Could you copy every line of the data that contains "reflective"?

(Extracted entries Opens)

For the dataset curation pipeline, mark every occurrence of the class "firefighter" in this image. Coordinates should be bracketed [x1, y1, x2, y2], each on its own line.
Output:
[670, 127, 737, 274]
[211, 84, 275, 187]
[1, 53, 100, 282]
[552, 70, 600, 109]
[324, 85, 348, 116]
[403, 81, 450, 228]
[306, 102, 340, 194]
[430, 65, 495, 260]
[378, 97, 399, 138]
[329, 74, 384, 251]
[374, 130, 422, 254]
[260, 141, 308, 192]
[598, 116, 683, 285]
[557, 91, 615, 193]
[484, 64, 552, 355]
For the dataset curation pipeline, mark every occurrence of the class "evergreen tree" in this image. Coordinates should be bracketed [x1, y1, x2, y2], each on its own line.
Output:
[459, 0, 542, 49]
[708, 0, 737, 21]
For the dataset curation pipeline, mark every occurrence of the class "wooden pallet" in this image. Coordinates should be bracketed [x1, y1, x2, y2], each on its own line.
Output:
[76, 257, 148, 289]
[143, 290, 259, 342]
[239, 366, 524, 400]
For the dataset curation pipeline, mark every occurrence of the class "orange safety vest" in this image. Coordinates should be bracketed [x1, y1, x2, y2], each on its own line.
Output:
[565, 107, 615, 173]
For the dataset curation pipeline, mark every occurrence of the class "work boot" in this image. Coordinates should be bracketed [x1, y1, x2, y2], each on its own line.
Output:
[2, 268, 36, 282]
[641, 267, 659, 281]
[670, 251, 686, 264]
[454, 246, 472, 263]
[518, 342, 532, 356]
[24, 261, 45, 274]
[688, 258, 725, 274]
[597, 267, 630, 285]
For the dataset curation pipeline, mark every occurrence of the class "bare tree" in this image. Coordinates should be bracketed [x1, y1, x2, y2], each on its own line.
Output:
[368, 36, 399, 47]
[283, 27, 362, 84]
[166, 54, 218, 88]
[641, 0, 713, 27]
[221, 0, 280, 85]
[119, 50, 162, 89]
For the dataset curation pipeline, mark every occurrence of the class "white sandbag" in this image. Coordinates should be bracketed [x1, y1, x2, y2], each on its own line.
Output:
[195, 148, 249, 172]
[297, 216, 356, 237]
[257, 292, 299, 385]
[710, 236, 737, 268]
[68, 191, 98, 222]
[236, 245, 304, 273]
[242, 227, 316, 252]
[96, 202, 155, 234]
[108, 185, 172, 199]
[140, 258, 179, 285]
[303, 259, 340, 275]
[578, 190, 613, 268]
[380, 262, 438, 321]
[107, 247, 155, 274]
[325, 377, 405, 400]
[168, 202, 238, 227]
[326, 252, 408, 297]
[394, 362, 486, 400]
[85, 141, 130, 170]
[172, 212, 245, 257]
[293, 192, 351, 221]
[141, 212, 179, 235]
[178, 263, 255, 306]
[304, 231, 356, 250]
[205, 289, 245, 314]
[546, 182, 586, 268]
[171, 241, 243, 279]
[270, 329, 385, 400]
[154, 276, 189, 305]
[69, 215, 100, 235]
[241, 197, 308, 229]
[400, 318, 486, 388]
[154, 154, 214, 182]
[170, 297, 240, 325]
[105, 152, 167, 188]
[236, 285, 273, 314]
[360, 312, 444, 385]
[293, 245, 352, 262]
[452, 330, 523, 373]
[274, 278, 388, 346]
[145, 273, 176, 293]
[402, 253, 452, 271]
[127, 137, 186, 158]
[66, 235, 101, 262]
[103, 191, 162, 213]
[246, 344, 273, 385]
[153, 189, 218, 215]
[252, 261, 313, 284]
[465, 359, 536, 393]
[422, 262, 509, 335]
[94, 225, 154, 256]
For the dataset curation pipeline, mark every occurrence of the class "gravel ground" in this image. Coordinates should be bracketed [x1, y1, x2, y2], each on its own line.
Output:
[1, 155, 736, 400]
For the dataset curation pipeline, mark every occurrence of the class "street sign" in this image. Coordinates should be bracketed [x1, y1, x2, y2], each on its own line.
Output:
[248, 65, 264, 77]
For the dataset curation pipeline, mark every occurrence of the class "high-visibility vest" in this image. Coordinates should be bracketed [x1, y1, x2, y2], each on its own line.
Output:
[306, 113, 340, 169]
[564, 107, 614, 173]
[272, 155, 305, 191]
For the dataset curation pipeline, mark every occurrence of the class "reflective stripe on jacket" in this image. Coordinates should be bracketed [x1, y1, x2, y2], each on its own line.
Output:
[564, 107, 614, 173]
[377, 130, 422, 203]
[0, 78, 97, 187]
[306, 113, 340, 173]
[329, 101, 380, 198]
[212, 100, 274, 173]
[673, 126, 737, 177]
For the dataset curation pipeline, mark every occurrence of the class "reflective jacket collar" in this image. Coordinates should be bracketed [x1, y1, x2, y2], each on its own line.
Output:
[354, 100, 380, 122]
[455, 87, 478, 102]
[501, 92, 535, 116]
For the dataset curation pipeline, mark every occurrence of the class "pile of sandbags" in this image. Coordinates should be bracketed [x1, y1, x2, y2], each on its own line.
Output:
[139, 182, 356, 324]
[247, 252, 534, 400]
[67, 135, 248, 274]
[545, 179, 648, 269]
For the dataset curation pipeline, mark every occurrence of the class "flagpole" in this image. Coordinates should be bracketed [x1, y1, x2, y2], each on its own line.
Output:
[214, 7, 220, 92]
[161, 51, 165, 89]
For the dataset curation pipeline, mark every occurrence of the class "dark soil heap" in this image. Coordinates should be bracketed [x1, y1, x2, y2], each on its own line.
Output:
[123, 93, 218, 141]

(Extracted entries Closes)

Reply to the exercise:
For the dataset curation pipeline, mark every occurrence of the class "reflective stripe on jacket" in this image. Coordinates should be bracketed [x1, y1, x2, y2], each on its own line.
For the dataset curation pipeline, mark every occurrence of the class "reflective jacket collar" in this image. Coordinates should be bracketed [x1, y1, x2, y2], each on its own line.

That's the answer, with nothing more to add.